**Activity**
Find the line containing "Request = tag one keypoint per instance of the chain" in the entries below. Restate it and each line after it, word for word, up to and including the line containing "Request = tag one keypoint per instance of the red".

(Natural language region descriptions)

+===+

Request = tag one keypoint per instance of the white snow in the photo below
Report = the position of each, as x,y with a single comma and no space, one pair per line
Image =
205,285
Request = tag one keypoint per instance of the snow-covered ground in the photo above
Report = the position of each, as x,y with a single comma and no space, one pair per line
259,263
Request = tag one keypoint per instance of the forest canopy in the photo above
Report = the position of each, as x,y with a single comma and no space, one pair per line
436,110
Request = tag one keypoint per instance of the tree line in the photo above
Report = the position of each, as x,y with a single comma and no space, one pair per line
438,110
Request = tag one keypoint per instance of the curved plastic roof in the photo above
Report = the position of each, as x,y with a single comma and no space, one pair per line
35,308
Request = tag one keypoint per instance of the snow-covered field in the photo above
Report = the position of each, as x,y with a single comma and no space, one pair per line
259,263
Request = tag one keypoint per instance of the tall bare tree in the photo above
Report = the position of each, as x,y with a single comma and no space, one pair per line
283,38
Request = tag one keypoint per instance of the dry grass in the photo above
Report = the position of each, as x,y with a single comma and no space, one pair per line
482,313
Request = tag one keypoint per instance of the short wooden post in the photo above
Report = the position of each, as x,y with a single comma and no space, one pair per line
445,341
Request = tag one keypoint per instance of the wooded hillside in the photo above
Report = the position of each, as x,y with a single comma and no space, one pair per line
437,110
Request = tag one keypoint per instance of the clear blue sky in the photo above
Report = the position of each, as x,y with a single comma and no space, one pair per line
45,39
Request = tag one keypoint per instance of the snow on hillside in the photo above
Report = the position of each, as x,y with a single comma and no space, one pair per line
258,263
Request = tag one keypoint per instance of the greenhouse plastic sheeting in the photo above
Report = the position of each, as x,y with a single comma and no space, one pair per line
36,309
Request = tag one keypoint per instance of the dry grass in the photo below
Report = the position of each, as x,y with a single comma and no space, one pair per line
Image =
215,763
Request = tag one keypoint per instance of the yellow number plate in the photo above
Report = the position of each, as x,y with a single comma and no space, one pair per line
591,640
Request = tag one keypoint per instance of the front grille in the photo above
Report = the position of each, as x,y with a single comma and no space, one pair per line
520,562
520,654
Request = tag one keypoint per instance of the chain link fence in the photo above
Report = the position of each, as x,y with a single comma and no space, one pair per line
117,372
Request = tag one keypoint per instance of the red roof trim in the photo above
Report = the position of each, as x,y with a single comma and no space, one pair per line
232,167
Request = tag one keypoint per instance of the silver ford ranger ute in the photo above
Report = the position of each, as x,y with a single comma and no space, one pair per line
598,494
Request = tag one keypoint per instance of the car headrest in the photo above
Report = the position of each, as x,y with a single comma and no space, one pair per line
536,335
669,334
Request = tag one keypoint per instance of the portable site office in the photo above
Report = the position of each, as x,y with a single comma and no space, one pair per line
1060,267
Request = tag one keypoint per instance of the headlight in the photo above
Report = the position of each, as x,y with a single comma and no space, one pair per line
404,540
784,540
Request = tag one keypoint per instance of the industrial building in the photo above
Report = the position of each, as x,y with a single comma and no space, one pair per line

+===+

**Task response**
Request = tag one keypoint per instance of the chain link fence in the photo above
Report = the position of each, as x,y with a single comma and no space, one pair per line
117,372
Request = tag one keypoint per instance of the red roof trim in the photo above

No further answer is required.